TRY IT
From the first record to the last, write each one out again exactly.

-- RECORD EXTRACTS follows --

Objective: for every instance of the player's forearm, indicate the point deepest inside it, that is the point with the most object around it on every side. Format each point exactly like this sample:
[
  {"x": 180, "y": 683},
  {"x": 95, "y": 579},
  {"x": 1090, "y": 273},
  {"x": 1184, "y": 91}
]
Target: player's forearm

-- RECORD EXTRACTS concluded --

SOLUTION FOR THIS TASK
Objective: for every instance of the player's forearm, indicate the point deepest inside it, that is the point with the most object around it on every side. Format each point exactly like this sample:
[
  {"x": 180, "y": 683},
  {"x": 95, "y": 579},
  {"x": 1090, "y": 273},
  {"x": 1184, "y": 91}
]
Target: player's forearm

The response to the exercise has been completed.